------ Trecho do texto

* Honório de Medeiros
“A visão superficial sempre esconde
o verdadeiro sentido da atividade jurisdicional, que é mais profunda do que se
possa imaginar e que apresenta um ‘substratum’ caracterizadamente
político-ideológico.”
Paulo Lopo
Saraiva, (em“Influência
da Ciência Jurídica na Decisão Judicial”)
11.1 A MUTAÇÃO CONSTITUCIONAL
É
a partir dessas premissas que se deve entender o fenômeno da mutação
constitucional, qual seja a alteração do sentido da norma constitucional vigente,
enquanto reflexo da estrutura de Poder Político, em determinada circunstância
histórica.
Será ela, a mutação, concorde com as aspirações populares ou os
interesses da elite dependendo exclusivamente da estrutura de Poder Político
vigente espaciotemporalmente.
Bugos (1997:54ss) nos
diz o que seja “mutação constitucional”:
“Poderíamos citar ainda Haug, Franz
Klein, Häberle, Fiedler, Maunz-Dürig-Herzog, H. Krüger, Heydte, Peter Lerche,
Tomuschat, Scheuner, Rudolf Smend, Bilfinger, Hennis, Friedrich Müller, que,
igualmente a Hans Kelsen, compreendem a mutação constitucional como a aplicação
de normas que se modificam lenta e imperceptivelmente. Isso ocorre quando às
palavras, que permanecem imodificadas do Texto Maior, se lhes outorga ou
sentido distinto do originário, ou quando se produz uma prática em contradição
com o texto, não sendo um acontecimento peculiar e único na órbita das normas
constitucionais, senão um fenômeno constatado em todos os âmbitos do direito”.
O mesmo autor assim se
manifesta quanto à doutrina da construction
em relação ao Supremo Tribunal Federal:
“A análise das decisões do colendo
Supremo Tribunal Federal demonstra a presença do construcionismo judiciário,
permitindo-lhe desprender-se do rígido formalismo legal, possibilitando a
existência de amplos debates sobre problemas constitucionais, tal a messe de decisões repetidas na
aplicação de certas teses. O acórdão a seguir elucida a questão, qual seja o do
pedido de Intervenção Federal n. 14, de 1951, e o da Reclamação n. 315, de
1953, de que foi Relator o Ministro Edmundo Macedo Ludolf, quando lembrou ao
plenário a ‘prerrogativa que competia ao STF de construir o próprio direito, em
dadas circunstâncias de premência e necessidade, em ordem a suprir as
deficiências ou imperfeições da legislação’ (DJ, 28 nov. 1951, p. 4528-9). O
Ministro Edgard Costa também enfatizou que ‘o STF, ao modo da Corte Suprema
norte-americana, desempenha não o papel de um simples tribunal de justiça, mas
o de uma constituinte permanente, porque os seus deveres são políticos, no mais
alto sentido da palavra, tanto quanto judiciais’”.

------------
------ Material fornecido

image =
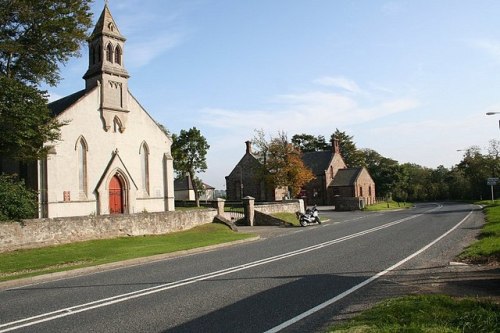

------------

= Instruções =
A. Indique se cada afirmação concorda com o trecho sobre mutação constitucional, respondendo sim ou não e citando literalmente as palavras do trecho que decidem a questão. (i) A mutação constitucional é a alteração do sentido da norma constitucional vigente. (ii) A mutação constitucional é um fenômeno exclusivo das normas constitucionais. (iii) O Relator da Reclamação n. 315 foi o Ministro Edgard Costa.
B. Reescreva em forma de lista o parágrafo do trecho sobre mutação constitucional que começa com "Poderíamos citar ainda Haug", mantendo seus fatos principais.
C. Redija a continuação do trecho sobre mutação constitucional, começando após a sua última frase.
O material provém de uma fonte distinta do trecho.

= Respostas esperadas =
A.
(i) Sim: "a alteração do sentido da norma constitucional vigente".
(ii) Não: "não sendo um acontecimento peculiar e único na órbita das normas constitucionais, senão um fenômeno constatado em todos os âmbitos do direito".
(iii) Não: "de que foi Relator o Ministro Edmundo Macedo Ludolf".

B.
- Haug, Franz Klein, Häberle, Fiedler, Maunz-Dürig-Herzog, H. Krüger, Heydte, Peter Lerche, Tomuschat, Scheuner, Rudolf Smend, Bilfinger, Hennis e Friedrich Müller, assim como Hans Kelsen, entendem a mutação constitucional como a aplicação de normas que se modificam lenta e imperceptivelmente.
- Ela ocorre em dois casos. No primeiro, as palavras do Texto Maior permanecem inalteradas, mas recebem sentido diferente do original. No segundo, surge uma prática que contradiz o texto.
- Não é um acontecimento exclusivo das normas constitucionais. É um fenômeno presente em todos os âmbitos do direito.

C.
Teria mudado, ao longo do
tempo, a posição do STF quanto ao entendimento de que seus deveres são
políticos, sua competência a de construir o próprio direito para além da
expressa vontade do povo, manifestada através das leis que seus representantes
votaram e aprovaram?
Parece que não, haja vista, por exemplo, sua manifestação em relação à
“MP do Apagão”: conforme ficou claro, o STF decidiu não decidir, a pedido do
Governo, para impedir a discussão jurídica, através de sua manifestação em uma
Ação Direta de Declaração de Constitucionalidade por ele promovida.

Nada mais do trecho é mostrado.